**TASK DETAILS**
Working line by line, output the entries below exactly as they appear.

**EXERCISE DATA**
________
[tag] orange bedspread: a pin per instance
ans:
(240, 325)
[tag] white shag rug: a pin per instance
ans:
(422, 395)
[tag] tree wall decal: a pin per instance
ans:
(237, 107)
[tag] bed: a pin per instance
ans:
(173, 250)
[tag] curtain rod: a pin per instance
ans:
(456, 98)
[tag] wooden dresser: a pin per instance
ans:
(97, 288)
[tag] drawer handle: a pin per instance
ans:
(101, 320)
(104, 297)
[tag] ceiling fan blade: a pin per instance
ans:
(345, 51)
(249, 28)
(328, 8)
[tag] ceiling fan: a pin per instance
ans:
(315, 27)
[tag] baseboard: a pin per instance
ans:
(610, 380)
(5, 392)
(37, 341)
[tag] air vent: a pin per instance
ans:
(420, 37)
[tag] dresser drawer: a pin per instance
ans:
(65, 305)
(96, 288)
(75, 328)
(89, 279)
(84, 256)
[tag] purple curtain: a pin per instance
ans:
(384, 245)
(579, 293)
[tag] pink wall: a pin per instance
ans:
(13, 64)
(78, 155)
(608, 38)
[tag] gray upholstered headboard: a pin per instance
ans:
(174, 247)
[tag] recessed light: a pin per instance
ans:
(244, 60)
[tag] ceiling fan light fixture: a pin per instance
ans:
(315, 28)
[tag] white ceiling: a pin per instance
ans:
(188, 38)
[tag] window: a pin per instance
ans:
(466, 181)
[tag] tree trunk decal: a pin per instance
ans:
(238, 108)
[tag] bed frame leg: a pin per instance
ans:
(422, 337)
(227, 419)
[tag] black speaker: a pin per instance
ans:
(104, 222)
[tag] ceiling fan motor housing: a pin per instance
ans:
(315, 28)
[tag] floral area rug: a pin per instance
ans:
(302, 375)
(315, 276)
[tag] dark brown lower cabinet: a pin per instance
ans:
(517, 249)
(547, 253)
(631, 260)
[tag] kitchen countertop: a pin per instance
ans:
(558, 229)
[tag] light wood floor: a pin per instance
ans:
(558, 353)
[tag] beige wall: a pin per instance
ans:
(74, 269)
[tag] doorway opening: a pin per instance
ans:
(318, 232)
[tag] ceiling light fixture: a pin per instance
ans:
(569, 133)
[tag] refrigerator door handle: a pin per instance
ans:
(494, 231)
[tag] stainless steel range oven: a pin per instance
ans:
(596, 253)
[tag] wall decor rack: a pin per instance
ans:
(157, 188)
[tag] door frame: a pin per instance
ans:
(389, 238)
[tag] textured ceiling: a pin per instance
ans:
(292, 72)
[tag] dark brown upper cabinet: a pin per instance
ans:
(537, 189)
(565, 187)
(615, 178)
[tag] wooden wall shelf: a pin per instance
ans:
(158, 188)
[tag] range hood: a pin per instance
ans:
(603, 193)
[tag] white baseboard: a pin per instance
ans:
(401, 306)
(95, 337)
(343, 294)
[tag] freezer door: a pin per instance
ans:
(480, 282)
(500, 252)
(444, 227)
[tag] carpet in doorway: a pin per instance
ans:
________
**ANSWER TO THIS EXERCISE**
[tag] orange bedspread: a pin per instance
ans:
(240, 325)
[tag] white shag rug: a pin per instance
ans:
(422, 395)
[tag] tree wall decal: a pin per instance
ans:
(237, 107)
[tag] bed: a pin per instance
ans:
(173, 250)
[tag] curtain rod: a pin per instance
ans:
(456, 98)
[tag] wooden dresser: a pin per instance
ans:
(97, 288)
[tag] drawer handle: a pin per instance
ans:
(101, 320)
(104, 297)
[tag] ceiling fan blade: a pin per instance
ans:
(345, 51)
(249, 28)
(328, 8)
[tag] ceiling fan: a pin per instance
ans:
(315, 27)
[tag] baseboard: a pin per instance
ans:
(610, 380)
(5, 392)
(37, 341)
[tag] air vent: a pin per instance
ans:
(420, 37)
[tag] dresser drawer: a pin per instance
ans:
(65, 305)
(96, 288)
(75, 328)
(89, 279)
(84, 256)
[tag] purple curtain: a pin per instance
ans:
(384, 245)
(579, 293)
[tag] pink wall: a pin per instance
ans:
(13, 64)
(78, 155)
(608, 38)
[tag] gray upholstered headboard: a pin per instance
ans:
(174, 247)
[tag] recessed light: a pin per instance
ans:
(244, 60)
[tag] ceiling fan light fixture: a pin per instance
ans:
(315, 28)
[tag] white ceiling: a pin per instance
ans:
(188, 38)
[tag] window: a pin per instance
ans:
(466, 181)
[tag] tree trunk decal: a pin per instance
ans:
(238, 108)
[tag] bed frame leg: a pin per instance
ans:
(422, 337)
(227, 419)
[tag] black speaker: a pin per instance
ans:
(104, 222)
[tag] ceiling fan motor housing: a pin per instance
ans:
(315, 28)
[tag] floral area rug: a pin per instance
ans:
(302, 375)
(315, 276)
[tag] dark brown lower cabinet: a pin per instance
ans:
(517, 249)
(547, 253)
(631, 260)
[tag] kitchen countertop: a pin per instance
ans:
(558, 229)
[tag] light wood floor: a pin per instance
ans:
(558, 353)
[tag] beige wall: a pin per instance
ans:
(74, 269)
[tag] doorway opening: a pin per instance
ans:
(318, 232)
[tag] ceiling light fixture: a pin per instance
ans:
(569, 133)
[tag] refrigerator door handle: a pin per instance
ans:
(494, 231)
[tag] stainless steel range oven: a pin per instance
ans:
(596, 253)
[tag] wall decor rack: a pin per instance
ans:
(157, 188)
[tag] door frame: a pin per instance
ans:
(389, 238)
[tag] textured ceiling: a pin per instance
ans:
(292, 72)
[tag] dark brown upper cabinet: a pin per instance
ans:
(537, 189)
(565, 187)
(615, 178)
[tag] wooden wall shelf: a pin per instance
ans:
(158, 188)
[tag] range hood: a pin per instance
ans:
(603, 193)
[tag] white baseboard: a pin per instance
ans:
(401, 306)
(95, 337)
(343, 294)
[tag] freezer door: a pin per instance
ans:
(480, 282)
(500, 252)
(444, 227)
[tag] carpet in doorway: a pin per instance
ans:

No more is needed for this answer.